** Required work **
1. In the passage on bone marrow xenotransplantation, how many days before BMTx were the LEW recipients splenectomized?
2. From the passage on bone marrow xenotransplantation, write out the portion starting at "The presence of" and ending at "for its identification.", word for word.
3. Pick up the passage on bone marrow xenotransplantation after its last sentence and keep writing it.

** Text passage **

[Start of section]

Published in final edited form as:
Transplant Proc. 1996 April; 28(2): 736–737.
PMCID: PMC2954625

Effect of Tacrolimus and Splenectomy on Engraftment and GVHD After Bone Marrow Xenotransplantation in the Reciprocal Hamster to Rat Animal Models

Bone marrow transplantation (BMTx) following lethal irradiation is an established modality to induce donor-specific tolerance in the rat to mouse xenogeneic combination.1 The induction of donor-specific tolerance in this model is accompanied by a distinct absence of graft-versus-host disease (GVHD). The latter outcome, however, is not witnessed when BMTx is performed in hamster to rat strain combinations in which, despite splenectomy (Spx), the recipients invariably succumb to lethal GVHD.2 The advent of tacrolimus (TCL, FK 506) as a potent immunosuppressive agent for the prevention and treatment of GVHD in allogeneic BMTx.3,4 prompted us to assess its efficacy on engraftment and GVHD after BMTx in the reciprocal hamster to rat xenograft combination.



Syrian hamsters (100 to 120 g) and LEW rats (180 to 220 g) were used as donors and recipients, respectively.

Bone Marrow Transplantation

LEW recipients were splenectomized 7 days before BMTx and injected with 3 × 108 unfractionated hamster bone marrow cells (BMC) following irradiation (10.5 Gy). The hamster recipients received a similar quantity of LEW BMC and irradiation dose but were not subjected to Spx. Failure of BM to engraft was defined as recipient death within 14 days postinfusion without recovery of peripheral white blood cell count. Experimental groups are depicted in Table 1.

Table 1
Failure of Engraftment (FE), GVHD, and Survival of Recipients After BMTx in the Reciprocal Hamster to Rat Xenograft Combination


FK 506 (1 mg/kg/d: IM) was given daily to the recipients from days 0 to 30.

Detection of Chimensm

The presence of donor cells in the recipient’s peripheral blood was determined by flow cytometry using LEW antihamster or hamster anti-LEW IgG antibodies, which were prepared by immunization of the appropriate animals with splenocytes. The IgG fraction was obtained by purification using gel chromatography. The primary antibody was biotinylated and PE-labeled streptavidin was used for its identification.

[End of section]

** Dataset extract **
[Start of section]

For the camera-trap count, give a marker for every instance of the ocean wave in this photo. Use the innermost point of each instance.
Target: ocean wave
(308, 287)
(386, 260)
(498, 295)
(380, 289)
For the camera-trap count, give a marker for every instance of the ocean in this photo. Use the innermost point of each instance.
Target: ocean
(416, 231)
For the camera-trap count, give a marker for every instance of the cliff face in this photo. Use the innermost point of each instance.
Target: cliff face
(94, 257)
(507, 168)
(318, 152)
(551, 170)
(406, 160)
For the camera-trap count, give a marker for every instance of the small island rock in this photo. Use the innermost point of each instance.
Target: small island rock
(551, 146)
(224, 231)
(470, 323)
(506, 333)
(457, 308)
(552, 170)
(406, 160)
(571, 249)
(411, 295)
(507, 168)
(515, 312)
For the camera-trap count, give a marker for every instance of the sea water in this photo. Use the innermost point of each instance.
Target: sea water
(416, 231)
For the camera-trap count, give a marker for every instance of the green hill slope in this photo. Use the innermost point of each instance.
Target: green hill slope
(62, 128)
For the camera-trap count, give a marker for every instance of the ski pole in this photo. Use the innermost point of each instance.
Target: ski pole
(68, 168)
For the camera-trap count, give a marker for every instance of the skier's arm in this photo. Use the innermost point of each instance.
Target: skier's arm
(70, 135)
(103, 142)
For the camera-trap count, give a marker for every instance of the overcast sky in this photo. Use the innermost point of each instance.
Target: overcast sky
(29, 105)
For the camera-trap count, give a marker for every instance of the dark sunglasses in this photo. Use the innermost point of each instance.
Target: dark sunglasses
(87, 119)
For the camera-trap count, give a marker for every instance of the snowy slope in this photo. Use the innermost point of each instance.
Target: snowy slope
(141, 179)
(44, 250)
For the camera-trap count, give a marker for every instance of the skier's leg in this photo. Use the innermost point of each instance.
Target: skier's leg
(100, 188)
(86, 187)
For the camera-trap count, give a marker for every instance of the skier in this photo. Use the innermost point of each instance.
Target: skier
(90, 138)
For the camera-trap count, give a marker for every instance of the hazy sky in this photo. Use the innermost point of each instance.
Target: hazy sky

[End of section]

** Solved tasks **
1. 7 days before BMTx.

2.
The presence of donor cells in the recipient’s peripheral blood was determined by flow cytometry using LEW antihamster or hamster anti-LEW IgG antibodies, which were prepared by immunization of the appropriate animals with splenocytes. The IgG fraction was obtained by purification using gel chromatography. The primary antibody was biotinylated and PE-labeled streptavidin was used for its identification.

3.
Clinical cutaneous and/or hepatic manifestations of GVHD were confirmed by histopathological examination and immunostaining.


Failure of engraftment (FE) was witnessed in all rats preconditioned with irradiation followed by hamster BMTx (Table 1, group II) with the addition of TCL having no beneficial effect (group III). Interestingly the use of a similar regimen in the reciprocal rat to hamster strain combination resulted in much lower FE and markedly prolonged animal survival with no evidence of GVHD at day 30 (group VIII). Splenectomy prior to irradiation and BMTx in the hamster to rat model also resulted in a much lower FE but with obvious manifestations of cutaneous GVHD (group IV). However, the administration of TCL to group IV animals resulted in complete abrogation of FE and of cutaneous GVHD, which markedly prolonged their survival. The animals in groups IV and V nevertheless succumbed to lethal GVHD, which was essentially limited to the liver.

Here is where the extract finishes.